◆ **Short task**:
Copy the data below word for word, but leave out the pictures.
----- Given information -----
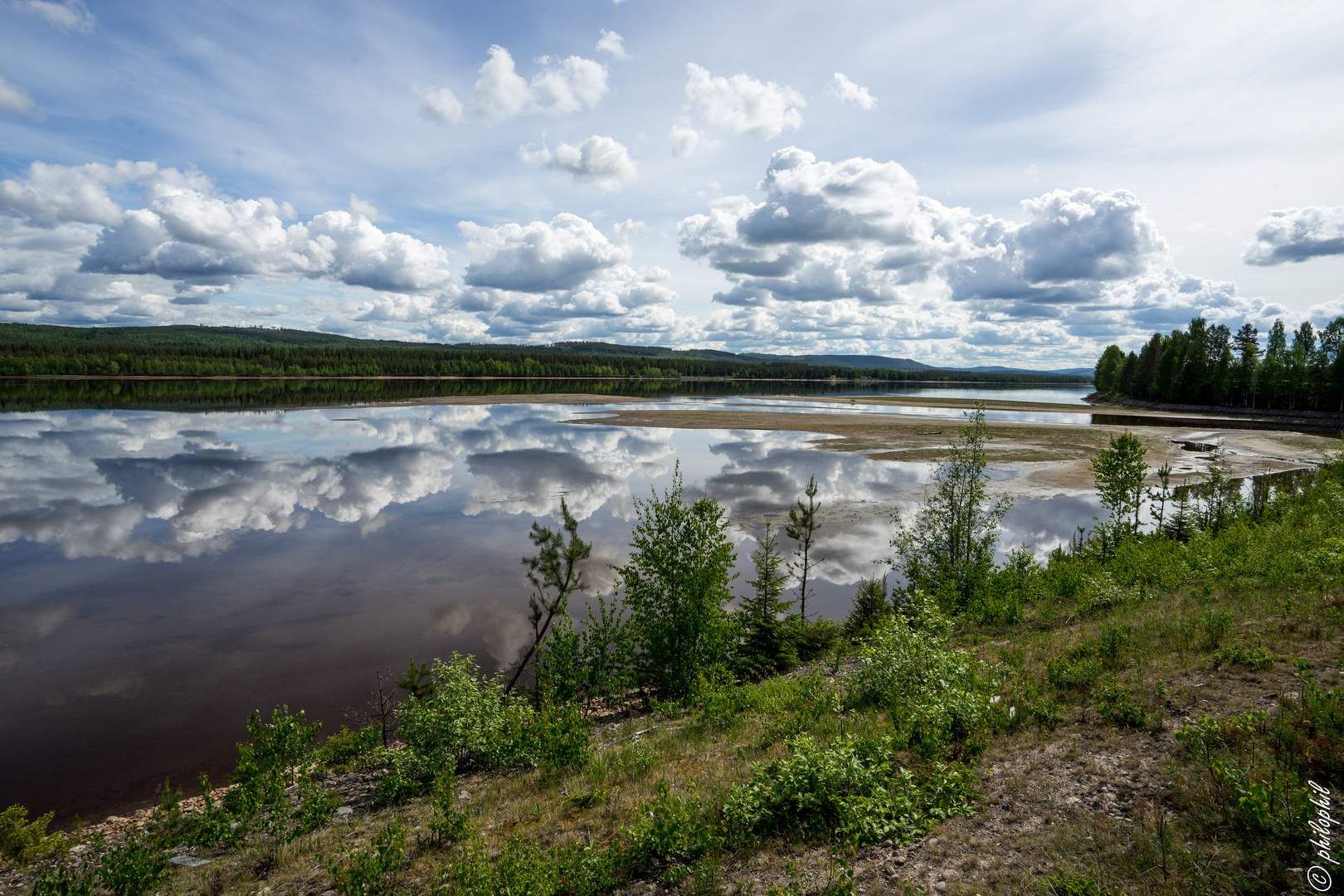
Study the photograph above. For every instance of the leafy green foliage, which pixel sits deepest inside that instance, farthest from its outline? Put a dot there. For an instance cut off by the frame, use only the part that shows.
(63, 880)
(464, 723)
(554, 577)
(23, 840)
(347, 748)
(675, 587)
(949, 547)
(1116, 707)
(1118, 472)
(937, 696)
(850, 786)
(374, 871)
(134, 867)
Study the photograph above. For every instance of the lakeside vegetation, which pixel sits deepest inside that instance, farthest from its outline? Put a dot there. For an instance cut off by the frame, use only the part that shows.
(767, 751)
(1210, 366)
(28, 349)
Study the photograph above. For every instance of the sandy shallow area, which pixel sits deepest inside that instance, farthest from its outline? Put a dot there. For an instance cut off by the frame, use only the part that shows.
(1040, 460)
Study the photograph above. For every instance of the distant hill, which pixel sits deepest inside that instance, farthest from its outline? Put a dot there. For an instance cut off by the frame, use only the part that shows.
(219, 342)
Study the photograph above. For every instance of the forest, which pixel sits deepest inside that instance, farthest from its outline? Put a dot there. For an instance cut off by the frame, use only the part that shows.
(186, 351)
(1211, 366)
(675, 738)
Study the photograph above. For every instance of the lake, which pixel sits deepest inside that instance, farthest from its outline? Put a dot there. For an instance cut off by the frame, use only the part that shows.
(168, 571)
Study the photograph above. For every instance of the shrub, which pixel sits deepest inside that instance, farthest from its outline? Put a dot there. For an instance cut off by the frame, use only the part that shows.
(555, 738)
(1244, 653)
(937, 696)
(23, 840)
(847, 786)
(371, 872)
(132, 868)
(446, 825)
(672, 830)
(1116, 707)
(347, 748)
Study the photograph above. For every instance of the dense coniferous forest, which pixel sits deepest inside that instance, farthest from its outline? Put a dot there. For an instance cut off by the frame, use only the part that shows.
(1300, 370)
(187, 351)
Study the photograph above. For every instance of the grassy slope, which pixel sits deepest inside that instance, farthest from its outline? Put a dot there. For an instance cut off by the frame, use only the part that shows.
(1069, 796)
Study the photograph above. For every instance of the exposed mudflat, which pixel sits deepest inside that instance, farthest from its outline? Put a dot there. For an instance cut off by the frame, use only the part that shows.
(1040, 458)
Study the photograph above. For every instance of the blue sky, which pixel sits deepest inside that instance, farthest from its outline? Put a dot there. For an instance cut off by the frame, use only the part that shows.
(969, 183)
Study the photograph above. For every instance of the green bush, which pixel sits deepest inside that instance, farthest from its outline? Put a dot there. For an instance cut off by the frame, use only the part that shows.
(1118, 709)
(134, 867)
(63, 880)
(671, 830)
(23, 840)
(938, 698)
(465, 723)
(371, 872)
(849, 786)
(558, 737)
(1244, 653)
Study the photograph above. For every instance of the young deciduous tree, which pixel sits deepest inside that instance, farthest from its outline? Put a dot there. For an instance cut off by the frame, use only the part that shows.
(554, 575)
(1120, 472)
(675, 589)
(765, 637)
(802, 528)
(949, 547)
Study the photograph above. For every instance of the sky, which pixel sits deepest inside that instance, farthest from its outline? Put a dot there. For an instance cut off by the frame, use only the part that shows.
(962, 183)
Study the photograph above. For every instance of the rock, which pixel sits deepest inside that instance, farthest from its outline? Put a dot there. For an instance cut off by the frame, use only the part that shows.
(188, 861)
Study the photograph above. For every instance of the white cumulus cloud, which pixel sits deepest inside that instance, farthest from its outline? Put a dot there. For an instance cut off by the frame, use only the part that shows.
(71, 15)
(1298, 234)
(743, 104)
(441, 105)
(71, 251)
(611, 43)
(562, 280)
(562, 86)
(850, 93)
(687, 141)
(852, 251)
(598, 162)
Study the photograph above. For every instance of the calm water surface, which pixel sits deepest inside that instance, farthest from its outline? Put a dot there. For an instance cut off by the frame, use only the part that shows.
(167, 572)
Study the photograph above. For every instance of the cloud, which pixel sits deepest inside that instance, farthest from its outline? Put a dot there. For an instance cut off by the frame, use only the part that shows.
(563, 86)
(71, 15)
(613, 43)
(743, 104)
(1298, 234)
(563, 280)
(687, 141)
(71, 253)
(850, 93)
(598, 162)
(852, 253)
(14, 99)
(359, 208)
(441, 105)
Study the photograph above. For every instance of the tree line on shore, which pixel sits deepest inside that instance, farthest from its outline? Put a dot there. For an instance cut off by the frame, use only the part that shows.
(1211, 366)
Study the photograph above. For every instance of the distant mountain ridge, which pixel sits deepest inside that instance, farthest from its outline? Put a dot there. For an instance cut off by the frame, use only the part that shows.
(258, 338)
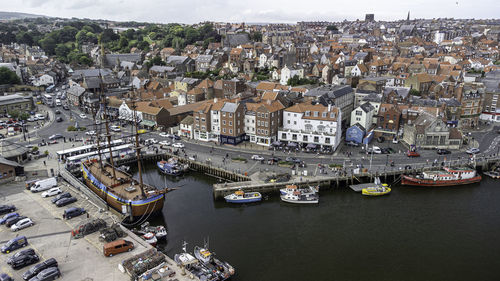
-----
◆ **Final result**:
Study the photograph above. For every instance of the leafy green foliage, which pixel sits deepest inside that instance, farthest from its outline? Put a dot there. For an instance cut off by the frame, use only the part that shows.
(63, 880)
(464, 723)
(554, 577)
(23, 840)
(347, 748)
(675, 587)
(949, 547)
(1116, 707)
(1118, 472)
(937, 696)
(850, 786)
(374, 871)
(134, 867)
Study the photograph above. For every instance of the lakeside vegetation, which pixel sits deepest inside that instance, farthest from its outline? Put a dot there. For an instance cut off by the frame, use only the part that shows.
(767, 751)
(1210, 366)
(28, 349)
Study the photograph above. For every instance of the sandy shallow area, which pixel sits deepest inside that instance, farthest from its outline? Put a dot there. For an instance cut off by the frame, use only the part that shows.
(1040, 460)
Study the photograph above. For every instance of the distant hill, which pixel sits deepest inside that instance, farthest from its outline? Put a dot there. For an instance cut off by the frame, use only the part that shows.
(219, 342)
Study the photograph above. For every instance of the forest, which pixel sits deepest inside that instance, farthest from its outline? Put a dot there. For an instance cut off by the frame, use only the part that shows.
(186, 351)
(1211, 366)
(675, 738)
Study the photograph above. For every instance of the lake, which pixel sits deepest inside that instance, farthest from its outline? Put a dot there. For an instance cut off by the frame, use only the part that shows.
(168, 571)
Study the photograph above. For every instance of the shrub, which pixel sits deepest inside that instance, farthest from its outline? Put a dot there. For an instance cut off by the frame, use only the part that shows.
(555, 738)
(1244, 653)
(937, 696)
(23, 840)
(847, 786)
(371, 872)
(132, 868)
(446, 825)
(672, 830)
(1116, 707)
(347, 748)
Study the photograph above. For every instance of the dense coniferous forest, which pixel sits deepest inside that instance, farthest from its outline? Put a dot there. For an instance cut off by the frame, use only the part that shows.
(1300, 370)
(187, 351)
Study the photograph above. For every instance of the grassy slope, which pixel sits deepest inside that instance, farthest from its outline? Put a dot there. For an instance cut off by the frame, use only the part that shows.
(1069, 796)
Study the photograph above. For every instance of the exposed mudflat, which pixel sits deepest inside that instance, farthest from its outline? Put a dot there. For an instance cut off by the frame, use only the part that shows.
(1040, 458)
Study the photograph above. For every instance of the blue sky, which pixel sits deepest inside that instance, farthest from its outline? Put a dot there. For an instance cut off by the frame, use only the part that shows.
(969, 183)
Study the photograph above. For every instance of the green bush, which pixel sits deepest inside that instance, farthest from its outline? Put a dot there. For an instance cut off by the frame, use only the part that shows.
(1118, 709)
(134, 867)
(63, 880)
(671, 830)
(23, 840)
(938, 698)
(465, 723)
(371, 872)
(849, 786)
(558, 737)
(1244, 653)
Study the photograph above. For every instance of the young deciduous tree, which pixel sits deepest inside that instance, farthest from its outline? Put a dot there. For an instance cut off by the frame, use only the part that shows.
(554, 575)
(1120, 472)
(675, 589)
(765, 637)
(802, 528)
(949, 547)
Study the photograph above. For every instance of the sky, which pixel sits deepest inside that instance, farthest from its outline? Put a dot there. For an instance cut off by the frame, use only the part that shows.
(962, 183)
Study the photograph above. For every instance of the rock, which pixel sits deepest inside that instance, farthest from its outline? Put a dot there. For an instance cut off by the frame, use only the part that shows.
(188, 861)
Study the photograph above. For every instance of the white cumulus cloud, which pixel sits deepest inside that instance, farthest from its outline? Put a dot there. For an instance cut off by the frame, use only the part that shows.
(71, 15)
(1298, 234)
(743, 104)
(441, 105)
(71, 251)
(611, 43)
(562, 280)
(562, 86)
(850, 93)
(687, 141)
(852, 251)
(598, 162)
Study the photograph above. For every instance of the calm water surface, which pixel sits deepest inside that instance, farthest from its outline? Put a dot there. For an instance cut off by the frame, use only the part that shows.
(167, 572)
Study the photograph above. For every instance of the cloud, which pixel sits deepest inside that instance, farthest from its outline? Put a dot there. For an instance cut off by the frame, use only the part that shows.
(563, 86)
(71, 15)
(613, 43)
(743, 104)
(1298, 234)
(563, 280)
(687, 141)
(71, 253)
(850, 93)
(598, 162)
(852, 253)
(14, 99)
(359, 208)
(441, 105)
Study the photograph above. For every instance of the tree line on shore, which pixel sits deepest inside that instance, farthest from its outline? Put a dot there. For an instance cut off by the frame, use only the part that shows.
(1211, 366)
Study the photograph above. For every instance of the distant mountain ridge, which pixel sits deepest inside that instance, farthest from its outline? Put a dot there. For an instance cut off by the frame, use only the part that shows.
(258, 338)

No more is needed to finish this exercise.